Which lines run from the one containing "Description: blue denim shirt" to the end of the entries? Quote them exactly, and nothing else.

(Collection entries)
►
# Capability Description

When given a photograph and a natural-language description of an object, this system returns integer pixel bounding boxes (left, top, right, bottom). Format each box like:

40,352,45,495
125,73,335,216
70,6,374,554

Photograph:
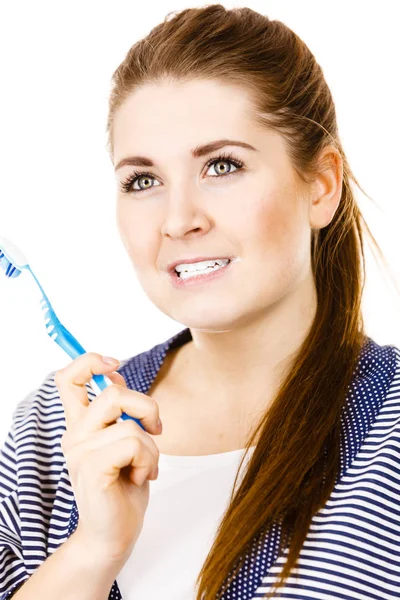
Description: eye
119,151,245,195
205,157,241,178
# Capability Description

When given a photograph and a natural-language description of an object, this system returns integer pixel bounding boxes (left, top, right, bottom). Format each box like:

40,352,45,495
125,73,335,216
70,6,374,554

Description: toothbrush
0,236,144,429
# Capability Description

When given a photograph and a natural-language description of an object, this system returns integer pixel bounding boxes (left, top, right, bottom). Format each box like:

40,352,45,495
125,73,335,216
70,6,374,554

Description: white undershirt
116,446,256,599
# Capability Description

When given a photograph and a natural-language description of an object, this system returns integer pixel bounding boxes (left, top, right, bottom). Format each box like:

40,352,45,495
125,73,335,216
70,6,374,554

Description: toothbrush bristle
0,238,60,342
0,251,22,279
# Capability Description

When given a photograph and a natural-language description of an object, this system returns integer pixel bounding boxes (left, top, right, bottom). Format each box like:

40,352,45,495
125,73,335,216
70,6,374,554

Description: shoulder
374,341,400,423
365,337,400,409
340,337,400,474
12,370,66,441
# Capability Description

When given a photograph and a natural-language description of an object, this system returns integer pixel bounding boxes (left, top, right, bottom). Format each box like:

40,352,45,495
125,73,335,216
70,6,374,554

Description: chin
189,326,233,333
173,312,244,333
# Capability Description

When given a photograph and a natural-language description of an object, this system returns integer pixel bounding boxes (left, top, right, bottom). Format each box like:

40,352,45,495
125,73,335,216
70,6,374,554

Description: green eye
119,151,245,195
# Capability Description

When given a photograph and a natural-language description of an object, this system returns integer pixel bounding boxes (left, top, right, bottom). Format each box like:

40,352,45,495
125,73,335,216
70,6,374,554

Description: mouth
169,258,236,288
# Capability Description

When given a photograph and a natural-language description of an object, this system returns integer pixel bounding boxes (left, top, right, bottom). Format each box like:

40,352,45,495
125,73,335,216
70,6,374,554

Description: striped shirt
1,327,400,599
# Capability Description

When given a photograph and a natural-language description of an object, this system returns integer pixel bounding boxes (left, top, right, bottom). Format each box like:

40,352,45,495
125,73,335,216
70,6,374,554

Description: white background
0,0,399,443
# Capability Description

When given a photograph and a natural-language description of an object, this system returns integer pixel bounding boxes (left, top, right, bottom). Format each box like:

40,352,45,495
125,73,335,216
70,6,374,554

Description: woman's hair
105,4,396,598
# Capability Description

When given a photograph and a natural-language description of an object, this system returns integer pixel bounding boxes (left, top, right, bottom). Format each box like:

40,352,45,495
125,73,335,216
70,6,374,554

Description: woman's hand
55,353,162,565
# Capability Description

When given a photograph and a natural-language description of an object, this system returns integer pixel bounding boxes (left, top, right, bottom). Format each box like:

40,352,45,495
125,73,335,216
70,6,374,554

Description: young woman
1,5,399,600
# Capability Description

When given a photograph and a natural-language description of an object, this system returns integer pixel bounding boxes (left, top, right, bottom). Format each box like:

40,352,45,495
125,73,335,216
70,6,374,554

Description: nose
160,186,212,239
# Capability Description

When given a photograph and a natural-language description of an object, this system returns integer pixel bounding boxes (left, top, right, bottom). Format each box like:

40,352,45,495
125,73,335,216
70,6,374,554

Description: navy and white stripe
0,328,399,599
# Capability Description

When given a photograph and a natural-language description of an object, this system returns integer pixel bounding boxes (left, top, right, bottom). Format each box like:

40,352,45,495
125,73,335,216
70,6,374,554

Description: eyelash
119,151,245,195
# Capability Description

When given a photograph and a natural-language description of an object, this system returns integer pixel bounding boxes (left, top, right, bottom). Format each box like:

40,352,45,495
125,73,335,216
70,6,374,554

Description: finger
106,371,127,387
102,372,160,434
62,413,160,457
105,373,148,430
64,384,161,445
55,353,121,426
77,433,157,488
62,419,160,478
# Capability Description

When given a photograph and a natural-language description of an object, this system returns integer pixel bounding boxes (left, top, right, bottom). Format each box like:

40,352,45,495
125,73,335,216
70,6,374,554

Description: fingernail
102,356,120,366
157,418,163,432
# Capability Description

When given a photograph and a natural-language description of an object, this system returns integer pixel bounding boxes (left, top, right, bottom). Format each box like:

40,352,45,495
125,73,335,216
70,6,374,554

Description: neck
182,271,318,415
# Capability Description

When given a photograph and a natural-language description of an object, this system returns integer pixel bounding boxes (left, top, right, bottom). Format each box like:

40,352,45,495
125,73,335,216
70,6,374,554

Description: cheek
248,191,299,244
252,191,309,274
116,203,158,268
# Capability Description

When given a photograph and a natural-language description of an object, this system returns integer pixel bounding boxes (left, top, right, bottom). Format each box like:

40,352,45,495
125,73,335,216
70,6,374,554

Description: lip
168,258,236,288
167,255,234,274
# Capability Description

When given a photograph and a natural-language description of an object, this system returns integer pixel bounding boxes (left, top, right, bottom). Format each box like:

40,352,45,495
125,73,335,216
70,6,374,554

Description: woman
1,4,399,600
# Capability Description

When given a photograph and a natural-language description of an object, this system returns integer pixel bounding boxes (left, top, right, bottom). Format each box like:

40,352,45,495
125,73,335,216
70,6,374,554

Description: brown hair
105,4,397,598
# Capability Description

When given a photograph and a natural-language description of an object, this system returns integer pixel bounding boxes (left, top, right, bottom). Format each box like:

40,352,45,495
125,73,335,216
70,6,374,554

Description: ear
309,146,343,230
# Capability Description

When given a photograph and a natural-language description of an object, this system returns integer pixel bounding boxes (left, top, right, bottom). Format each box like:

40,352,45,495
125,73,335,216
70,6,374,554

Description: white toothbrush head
0,236,29,278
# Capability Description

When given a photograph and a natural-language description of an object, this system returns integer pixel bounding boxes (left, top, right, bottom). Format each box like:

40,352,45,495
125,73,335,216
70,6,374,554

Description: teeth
179,264,226,280
175,258,230,273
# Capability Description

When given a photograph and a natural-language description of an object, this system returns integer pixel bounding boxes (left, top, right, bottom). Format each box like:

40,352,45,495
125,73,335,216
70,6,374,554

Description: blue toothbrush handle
25,264,145,431
54,322,145,430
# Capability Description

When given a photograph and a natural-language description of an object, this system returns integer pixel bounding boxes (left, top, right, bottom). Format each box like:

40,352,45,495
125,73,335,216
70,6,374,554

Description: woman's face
112,79,329,331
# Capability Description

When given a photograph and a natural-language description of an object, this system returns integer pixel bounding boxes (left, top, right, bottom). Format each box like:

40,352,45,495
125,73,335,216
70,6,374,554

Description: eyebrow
114,139,258,171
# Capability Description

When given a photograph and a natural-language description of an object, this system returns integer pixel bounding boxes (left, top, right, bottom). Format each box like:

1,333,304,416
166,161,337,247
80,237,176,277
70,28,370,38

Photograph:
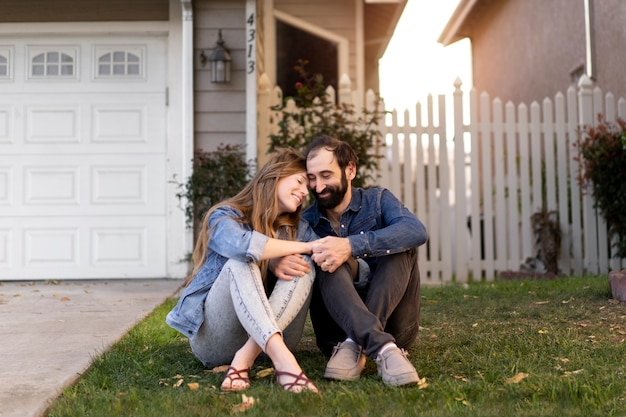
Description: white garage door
0,35,168,280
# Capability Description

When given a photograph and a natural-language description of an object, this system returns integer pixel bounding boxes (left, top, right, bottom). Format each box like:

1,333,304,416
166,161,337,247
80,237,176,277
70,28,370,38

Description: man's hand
268,254,311,281
311,236,352,273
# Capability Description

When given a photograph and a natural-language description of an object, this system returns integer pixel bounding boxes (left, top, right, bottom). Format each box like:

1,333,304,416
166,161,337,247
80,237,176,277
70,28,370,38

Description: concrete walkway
0,279,181,417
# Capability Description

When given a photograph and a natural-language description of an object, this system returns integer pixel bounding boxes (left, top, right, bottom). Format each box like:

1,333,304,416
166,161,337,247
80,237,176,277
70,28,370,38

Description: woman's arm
260,238,313,260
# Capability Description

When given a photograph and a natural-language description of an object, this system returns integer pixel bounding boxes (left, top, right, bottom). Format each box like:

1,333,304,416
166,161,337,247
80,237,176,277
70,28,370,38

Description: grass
45,275,626,417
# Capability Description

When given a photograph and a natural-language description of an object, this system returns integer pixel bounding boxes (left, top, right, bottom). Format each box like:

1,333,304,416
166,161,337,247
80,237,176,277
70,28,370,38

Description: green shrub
577,115,626,257
174,144,250,239
268,60,383,188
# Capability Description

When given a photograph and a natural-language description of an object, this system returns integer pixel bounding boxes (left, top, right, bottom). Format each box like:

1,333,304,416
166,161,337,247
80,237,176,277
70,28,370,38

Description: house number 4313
246,12,255,74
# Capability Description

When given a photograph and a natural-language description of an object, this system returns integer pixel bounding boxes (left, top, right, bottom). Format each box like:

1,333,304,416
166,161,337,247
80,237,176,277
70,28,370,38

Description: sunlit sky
379,0,472,112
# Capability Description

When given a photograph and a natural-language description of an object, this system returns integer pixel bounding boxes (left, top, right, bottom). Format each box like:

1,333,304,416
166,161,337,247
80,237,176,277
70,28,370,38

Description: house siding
593,0,626,99
471,0,585,105
457,0,626,105
194,0,248,152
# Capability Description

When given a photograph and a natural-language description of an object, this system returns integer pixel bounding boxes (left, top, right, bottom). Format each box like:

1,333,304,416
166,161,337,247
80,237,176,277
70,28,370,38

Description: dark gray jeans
310,249,421,358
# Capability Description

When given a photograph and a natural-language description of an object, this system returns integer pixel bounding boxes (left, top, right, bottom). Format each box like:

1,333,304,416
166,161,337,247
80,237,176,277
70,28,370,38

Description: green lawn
46,275,626,417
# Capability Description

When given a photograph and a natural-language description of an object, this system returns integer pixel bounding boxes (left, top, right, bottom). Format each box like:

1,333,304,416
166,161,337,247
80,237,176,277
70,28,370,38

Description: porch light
200,29,232,83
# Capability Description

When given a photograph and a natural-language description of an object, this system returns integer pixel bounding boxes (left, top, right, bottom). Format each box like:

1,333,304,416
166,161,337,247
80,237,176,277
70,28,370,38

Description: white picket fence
259,73,626,283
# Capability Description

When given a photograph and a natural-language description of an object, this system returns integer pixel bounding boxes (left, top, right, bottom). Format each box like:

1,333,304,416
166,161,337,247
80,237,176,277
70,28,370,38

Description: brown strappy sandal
274,370,319,394
221,366,251,391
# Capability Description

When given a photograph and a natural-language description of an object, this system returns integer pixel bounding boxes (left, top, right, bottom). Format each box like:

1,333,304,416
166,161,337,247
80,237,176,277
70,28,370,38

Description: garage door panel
0,106,13,143
2,94,165,152
0,154,166,216
0,216,166,279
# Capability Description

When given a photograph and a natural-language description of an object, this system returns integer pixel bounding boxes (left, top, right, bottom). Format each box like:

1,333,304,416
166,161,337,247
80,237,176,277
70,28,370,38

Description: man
271,135,428,387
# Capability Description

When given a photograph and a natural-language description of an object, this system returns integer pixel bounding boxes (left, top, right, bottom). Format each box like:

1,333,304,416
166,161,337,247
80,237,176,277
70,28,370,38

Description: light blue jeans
190,258,315,367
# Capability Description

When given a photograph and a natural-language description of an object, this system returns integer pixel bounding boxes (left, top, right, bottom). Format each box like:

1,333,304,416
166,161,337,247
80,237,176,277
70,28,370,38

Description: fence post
578,75,599,274
453,78,468,281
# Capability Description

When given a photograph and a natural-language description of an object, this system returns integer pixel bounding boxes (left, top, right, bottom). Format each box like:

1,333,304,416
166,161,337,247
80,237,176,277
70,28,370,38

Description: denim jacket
166,205,318,339
302,187,428,273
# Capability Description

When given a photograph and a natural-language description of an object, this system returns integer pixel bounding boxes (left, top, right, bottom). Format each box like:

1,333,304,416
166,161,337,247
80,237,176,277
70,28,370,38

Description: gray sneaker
324,341,366,381
375,346,419,386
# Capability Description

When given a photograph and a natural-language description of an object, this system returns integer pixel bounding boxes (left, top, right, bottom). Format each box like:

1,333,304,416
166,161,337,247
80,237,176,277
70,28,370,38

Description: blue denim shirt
302,187,428,273
166,205,318,339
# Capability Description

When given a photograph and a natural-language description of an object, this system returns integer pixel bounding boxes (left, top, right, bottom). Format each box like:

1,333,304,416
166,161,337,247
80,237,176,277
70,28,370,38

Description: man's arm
348,189,427,258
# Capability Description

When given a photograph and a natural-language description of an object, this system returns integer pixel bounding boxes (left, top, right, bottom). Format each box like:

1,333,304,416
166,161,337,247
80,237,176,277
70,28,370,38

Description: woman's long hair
186,148,307,285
◄
### [SOLUTION]
Description: blue denim shirt
302,187,428,273
166,205,318,339
# Capability Description

When given a photograph and a natural-language description of an object, this system returns integer pixel bounding boxes (left, top, right, bottom). Format each box like:

1,333,304,416
166,161,337,247
80,237,176,277
70,28,370,38

Description: man's arm
348,189,427,258
# Capability Description

When given a photograph and a natural-language description of an object, this system returns integer pixel bounding boxes (left, top, right, bottom). Format each box like:

1,333,304,416
166,161,337,247
80,237,176,277
70,28,370,38

Description: woman's long hair
186,148,307,285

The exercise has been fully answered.